* **EXERCISE TASK**
Restate every line of the records below, requests included, with each coordinate in the answers multiplied by 1.05 and rounded to a whole number, halves rounding up.

(Stored dataset items)

▼

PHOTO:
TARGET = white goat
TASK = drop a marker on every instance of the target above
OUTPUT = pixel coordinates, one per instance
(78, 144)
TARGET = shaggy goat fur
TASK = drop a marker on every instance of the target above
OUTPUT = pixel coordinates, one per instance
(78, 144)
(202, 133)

▲

* **PROBLEM SOLUTION**
PHOTO:
TARGET = white goat
TASK = drop a marker on every instance of the target above
OUTPUT = pixel coordinates, one per instance
(82, 151)
TARGET = shaggy goat fur
TASK = drop a marker on every instance of the target above
OUTPUT = pixel coordinates, one per instance
(82, 151)
(212, 140)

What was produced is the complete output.